|
Back to the table of contents Previous Next waffles_transformA command-line tool for transforming datasets. It contains import/export functionality, unsupervised algorithms, and other useful transforms that you may wish to perform on a dataset. Here's the usage information:
Full Usage Information
[Square brackets] are used to indicate required arguments.
<Angled brackets> are used to indicate optional arguments.
waffles_transform [command]
Transform data, shuffle rows, swap columns, matrix operations, etc.
add [dataset1] [dataset2]
Adds two matrices together element-wise. Results are printed to stdout.
[dataset1]
The filename of the first matrix.
[dataset2]
The filename of the second matrix.
addindexcolumn [dataset] <options>
Add a column that Specify the index of each row. This column will be
inserted as column 0. (For example, suppose you would like to plot the
values in each column of your data against the row index. Most plotting
tools expect one of the columns to supply the position on the horizontal
axis. This feature will create such a column for you.)
[dataset]
The filename of a dataset.
<options>
-start [value]
Specify the initial index. (the default is 0.0).
-increment [value]
Specify the increment amount. (the default is 1.0).
-name [value]
Specify the name of the new attribute.
addcategorycolumn [dataset] [name] [value]
Add a column with a constant categorical value. This column will be
inserted as column 0.
[dataset]
The filename of a dataset.
[name]
The name of the new column or attribute.
[value]
The name of the constant value to insert in every row.
addnoise [dataset] [dev] <options>
Add Gaussian noise with the specified deviation to all the elements in
the dataset. (Assumes that the values are all continuous.)
[dataset]
The filename of a dataset.
[dev]
The deviation of the Gaussian noise
<options>
-seed [value]
Specify a seed for the random number generator.
-excludelast [n]
Do not add noise to the last [n] columns.
aggregatecols [n]
Make a matrix by aggregating each column [n] from the .arff files in the
current directory. The resulting matrix is printed to stdout.
aggregaterows [n]
Make a matrix by aggregating each row [n] from the .arff files in the
current directory. The resulting matrix is printed to stdout.
align [a] [b]
Translates and rotates dataset [b] to minimize mean squared difference
with dataset [a]. (Uses the Kabsch algorithm.)
[a]
The filename of a dataset.
[b]
The filename of a dataset.
autocorrelation [dataset]
Compute the autocorrelation of the specified time-series data.
cholesky [dataset]
Compute the cholesky decomposition of the specified matrix.
correlation [dataset] [attr1] [attr2] <options>
Compute the linear correlation coefficient of the two specified
attributes.
[dataset]
The filename of a dataset.
[attr1]
A zero-indexed attribute number.
[attr2]
A zero-indexed attribute number.
<options>
-aboutorigin
Compute the correlation about the origin. (The default is to
compute it about the mean.)
covariance [dataset]
Compute the covariance matrix of the specified matrix.
colstats [dataset]
Generates a 4-row table. Row 0 contains the min value of each column in
[dataset]. Row 1 contains the max value of each column in [dataset]. Row
2 contains the mean value of each column in [dataset]. Row 3 contains the
median value of each column in [dataset].
[dataset]
The filename of a dataset.

MATERIAL:
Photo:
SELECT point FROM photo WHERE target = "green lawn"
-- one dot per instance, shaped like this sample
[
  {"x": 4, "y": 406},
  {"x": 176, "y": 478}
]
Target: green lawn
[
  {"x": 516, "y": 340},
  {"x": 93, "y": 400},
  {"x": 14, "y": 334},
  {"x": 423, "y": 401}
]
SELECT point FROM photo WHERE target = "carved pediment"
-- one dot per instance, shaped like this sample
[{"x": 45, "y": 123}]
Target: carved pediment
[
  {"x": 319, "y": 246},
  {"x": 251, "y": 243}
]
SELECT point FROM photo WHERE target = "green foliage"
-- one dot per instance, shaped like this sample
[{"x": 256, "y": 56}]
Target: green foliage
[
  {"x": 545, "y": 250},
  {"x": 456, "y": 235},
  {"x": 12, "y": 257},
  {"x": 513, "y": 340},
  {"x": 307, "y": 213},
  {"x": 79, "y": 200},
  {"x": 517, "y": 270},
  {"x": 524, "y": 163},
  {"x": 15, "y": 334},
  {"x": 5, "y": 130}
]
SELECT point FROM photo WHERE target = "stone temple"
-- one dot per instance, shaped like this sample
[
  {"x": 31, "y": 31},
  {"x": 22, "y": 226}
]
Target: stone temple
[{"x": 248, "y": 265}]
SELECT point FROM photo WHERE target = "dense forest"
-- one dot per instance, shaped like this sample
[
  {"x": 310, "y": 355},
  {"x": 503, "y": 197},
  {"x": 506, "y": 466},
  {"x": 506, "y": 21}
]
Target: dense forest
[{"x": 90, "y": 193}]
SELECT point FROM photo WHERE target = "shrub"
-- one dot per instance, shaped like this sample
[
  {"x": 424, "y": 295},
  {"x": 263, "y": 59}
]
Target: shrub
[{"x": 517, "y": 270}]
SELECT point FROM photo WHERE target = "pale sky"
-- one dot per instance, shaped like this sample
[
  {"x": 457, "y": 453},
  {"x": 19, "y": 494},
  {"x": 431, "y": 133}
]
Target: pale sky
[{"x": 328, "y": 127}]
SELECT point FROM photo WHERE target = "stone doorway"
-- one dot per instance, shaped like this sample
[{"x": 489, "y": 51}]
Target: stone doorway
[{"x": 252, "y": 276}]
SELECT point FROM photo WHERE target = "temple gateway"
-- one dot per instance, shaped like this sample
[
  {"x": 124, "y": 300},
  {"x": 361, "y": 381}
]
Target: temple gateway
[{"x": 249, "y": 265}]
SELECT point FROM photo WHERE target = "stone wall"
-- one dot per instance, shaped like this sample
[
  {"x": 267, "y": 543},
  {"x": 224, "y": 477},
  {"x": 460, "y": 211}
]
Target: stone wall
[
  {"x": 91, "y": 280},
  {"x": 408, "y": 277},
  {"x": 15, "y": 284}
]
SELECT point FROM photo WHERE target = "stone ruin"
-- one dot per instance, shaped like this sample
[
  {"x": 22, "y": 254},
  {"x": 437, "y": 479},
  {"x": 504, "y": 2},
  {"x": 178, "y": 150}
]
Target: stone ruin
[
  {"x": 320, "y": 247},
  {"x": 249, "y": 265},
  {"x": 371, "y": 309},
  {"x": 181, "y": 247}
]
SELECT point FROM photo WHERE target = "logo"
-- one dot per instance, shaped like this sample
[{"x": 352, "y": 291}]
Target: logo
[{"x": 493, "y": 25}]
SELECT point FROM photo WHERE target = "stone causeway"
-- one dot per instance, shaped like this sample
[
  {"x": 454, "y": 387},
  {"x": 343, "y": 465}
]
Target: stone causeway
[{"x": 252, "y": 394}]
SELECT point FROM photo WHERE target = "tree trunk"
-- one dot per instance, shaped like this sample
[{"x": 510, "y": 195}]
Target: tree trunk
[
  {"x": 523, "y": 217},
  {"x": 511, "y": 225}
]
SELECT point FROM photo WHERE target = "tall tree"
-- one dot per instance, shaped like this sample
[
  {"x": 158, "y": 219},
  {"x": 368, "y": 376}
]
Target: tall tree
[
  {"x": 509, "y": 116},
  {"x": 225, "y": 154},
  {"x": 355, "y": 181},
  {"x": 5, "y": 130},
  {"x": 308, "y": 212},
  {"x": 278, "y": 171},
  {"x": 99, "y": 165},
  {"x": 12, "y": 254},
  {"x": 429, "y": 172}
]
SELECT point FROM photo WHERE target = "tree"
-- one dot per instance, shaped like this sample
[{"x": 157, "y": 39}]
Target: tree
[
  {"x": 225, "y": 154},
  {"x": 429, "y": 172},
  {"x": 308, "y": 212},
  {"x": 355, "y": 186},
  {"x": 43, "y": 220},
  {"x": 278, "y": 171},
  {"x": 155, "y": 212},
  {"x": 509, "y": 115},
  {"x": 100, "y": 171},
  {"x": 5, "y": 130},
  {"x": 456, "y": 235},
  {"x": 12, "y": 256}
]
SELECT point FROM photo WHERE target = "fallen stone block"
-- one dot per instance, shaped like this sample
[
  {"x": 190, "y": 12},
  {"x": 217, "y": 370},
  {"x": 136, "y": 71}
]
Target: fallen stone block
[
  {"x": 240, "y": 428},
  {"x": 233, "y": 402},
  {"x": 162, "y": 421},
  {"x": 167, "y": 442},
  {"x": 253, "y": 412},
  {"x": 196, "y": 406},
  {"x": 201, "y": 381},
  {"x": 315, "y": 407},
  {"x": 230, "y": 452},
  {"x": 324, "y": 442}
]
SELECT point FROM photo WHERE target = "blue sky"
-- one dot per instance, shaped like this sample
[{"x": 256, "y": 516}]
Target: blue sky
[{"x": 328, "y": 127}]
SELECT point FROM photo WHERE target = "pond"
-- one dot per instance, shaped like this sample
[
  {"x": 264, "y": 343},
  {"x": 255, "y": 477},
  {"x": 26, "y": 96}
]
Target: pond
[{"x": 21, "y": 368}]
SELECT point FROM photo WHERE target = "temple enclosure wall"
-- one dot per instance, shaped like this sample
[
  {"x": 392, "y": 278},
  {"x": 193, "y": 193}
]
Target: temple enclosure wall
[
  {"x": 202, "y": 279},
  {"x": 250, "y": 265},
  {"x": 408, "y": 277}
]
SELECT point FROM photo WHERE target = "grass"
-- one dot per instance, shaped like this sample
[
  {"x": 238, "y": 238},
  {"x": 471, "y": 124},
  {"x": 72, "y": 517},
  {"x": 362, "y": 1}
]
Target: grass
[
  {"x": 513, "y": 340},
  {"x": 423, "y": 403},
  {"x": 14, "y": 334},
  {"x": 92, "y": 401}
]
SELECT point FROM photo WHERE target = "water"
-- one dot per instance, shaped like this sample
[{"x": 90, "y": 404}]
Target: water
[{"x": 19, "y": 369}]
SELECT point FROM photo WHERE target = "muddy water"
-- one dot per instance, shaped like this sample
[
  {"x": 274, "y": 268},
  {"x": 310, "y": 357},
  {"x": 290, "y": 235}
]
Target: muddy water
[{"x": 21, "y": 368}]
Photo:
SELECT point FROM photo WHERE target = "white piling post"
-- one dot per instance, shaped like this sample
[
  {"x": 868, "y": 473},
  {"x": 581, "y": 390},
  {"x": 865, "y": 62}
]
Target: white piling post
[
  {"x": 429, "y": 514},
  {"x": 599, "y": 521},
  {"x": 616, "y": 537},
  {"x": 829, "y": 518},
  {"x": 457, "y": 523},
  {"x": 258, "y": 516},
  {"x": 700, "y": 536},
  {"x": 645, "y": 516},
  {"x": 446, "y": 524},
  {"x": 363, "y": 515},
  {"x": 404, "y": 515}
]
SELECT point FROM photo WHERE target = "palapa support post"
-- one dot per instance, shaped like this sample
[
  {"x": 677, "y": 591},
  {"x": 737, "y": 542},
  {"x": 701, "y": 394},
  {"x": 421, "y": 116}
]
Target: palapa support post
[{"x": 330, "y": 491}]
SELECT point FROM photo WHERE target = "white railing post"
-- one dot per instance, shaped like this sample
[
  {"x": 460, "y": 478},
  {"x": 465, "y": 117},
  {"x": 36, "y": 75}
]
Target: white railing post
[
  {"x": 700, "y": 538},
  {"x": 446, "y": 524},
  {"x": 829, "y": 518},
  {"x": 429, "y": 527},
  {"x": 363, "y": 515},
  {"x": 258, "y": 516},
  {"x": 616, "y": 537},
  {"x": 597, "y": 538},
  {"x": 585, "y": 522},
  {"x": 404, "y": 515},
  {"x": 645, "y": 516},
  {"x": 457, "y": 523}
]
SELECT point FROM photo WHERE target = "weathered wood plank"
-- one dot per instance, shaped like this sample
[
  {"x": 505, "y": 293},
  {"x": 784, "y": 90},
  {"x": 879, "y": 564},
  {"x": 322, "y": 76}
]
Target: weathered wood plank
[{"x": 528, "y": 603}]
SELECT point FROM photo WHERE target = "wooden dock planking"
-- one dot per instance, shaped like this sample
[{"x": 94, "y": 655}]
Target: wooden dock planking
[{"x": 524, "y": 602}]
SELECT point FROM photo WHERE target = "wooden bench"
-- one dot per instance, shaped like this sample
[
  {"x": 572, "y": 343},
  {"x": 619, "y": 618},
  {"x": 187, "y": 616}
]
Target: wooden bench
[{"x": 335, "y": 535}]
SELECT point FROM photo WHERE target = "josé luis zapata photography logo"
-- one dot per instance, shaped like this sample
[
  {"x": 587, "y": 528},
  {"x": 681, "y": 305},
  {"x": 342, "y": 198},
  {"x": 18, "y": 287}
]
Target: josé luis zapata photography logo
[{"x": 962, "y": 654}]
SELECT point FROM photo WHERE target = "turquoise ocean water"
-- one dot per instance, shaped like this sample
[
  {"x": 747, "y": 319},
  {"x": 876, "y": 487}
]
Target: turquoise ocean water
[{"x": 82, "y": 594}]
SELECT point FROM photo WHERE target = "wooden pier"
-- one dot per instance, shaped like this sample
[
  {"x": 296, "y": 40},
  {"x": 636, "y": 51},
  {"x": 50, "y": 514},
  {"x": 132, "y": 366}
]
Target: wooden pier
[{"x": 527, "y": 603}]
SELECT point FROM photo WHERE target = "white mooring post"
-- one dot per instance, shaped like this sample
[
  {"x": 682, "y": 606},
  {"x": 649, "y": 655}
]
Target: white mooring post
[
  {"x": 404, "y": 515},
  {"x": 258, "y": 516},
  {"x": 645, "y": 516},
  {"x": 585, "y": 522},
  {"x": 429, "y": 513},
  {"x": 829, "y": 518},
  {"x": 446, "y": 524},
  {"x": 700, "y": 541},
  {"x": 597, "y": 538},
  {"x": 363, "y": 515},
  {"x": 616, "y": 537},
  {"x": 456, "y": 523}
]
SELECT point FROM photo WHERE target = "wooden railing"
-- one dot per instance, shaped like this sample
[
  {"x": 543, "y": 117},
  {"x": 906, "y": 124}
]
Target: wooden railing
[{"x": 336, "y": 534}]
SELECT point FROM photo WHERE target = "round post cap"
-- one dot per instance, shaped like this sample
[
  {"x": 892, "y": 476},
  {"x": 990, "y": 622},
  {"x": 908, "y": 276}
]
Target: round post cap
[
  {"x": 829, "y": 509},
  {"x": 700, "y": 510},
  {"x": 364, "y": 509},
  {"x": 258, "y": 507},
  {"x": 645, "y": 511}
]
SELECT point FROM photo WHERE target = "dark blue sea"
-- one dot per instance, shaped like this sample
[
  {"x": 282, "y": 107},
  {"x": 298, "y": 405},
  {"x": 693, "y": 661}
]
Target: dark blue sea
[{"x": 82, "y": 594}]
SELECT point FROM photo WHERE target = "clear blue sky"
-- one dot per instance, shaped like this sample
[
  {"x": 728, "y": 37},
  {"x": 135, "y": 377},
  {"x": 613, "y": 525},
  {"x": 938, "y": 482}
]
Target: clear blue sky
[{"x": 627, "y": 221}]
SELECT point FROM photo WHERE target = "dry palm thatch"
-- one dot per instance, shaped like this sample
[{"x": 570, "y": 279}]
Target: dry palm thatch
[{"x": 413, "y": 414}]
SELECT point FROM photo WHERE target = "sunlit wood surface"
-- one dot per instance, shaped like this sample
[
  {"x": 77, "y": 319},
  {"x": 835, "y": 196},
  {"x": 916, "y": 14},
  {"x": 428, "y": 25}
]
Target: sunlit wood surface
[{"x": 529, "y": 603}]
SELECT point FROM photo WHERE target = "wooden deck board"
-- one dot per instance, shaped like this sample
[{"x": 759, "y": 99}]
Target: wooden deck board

TASK TO CARRY OUT:
Answer these questions from the waffles_transform usage information:
1. What is the default initial index for the addindexcolumn command?
2. Which algorithm does the align command use?
3. What does row 2 of the table generated by colstats contain?
The items play no part in this exercise.

RESULT BELOW:
1. 0.0
2. The Kabsch algorithm.
3. The mean value of each column in the dataset.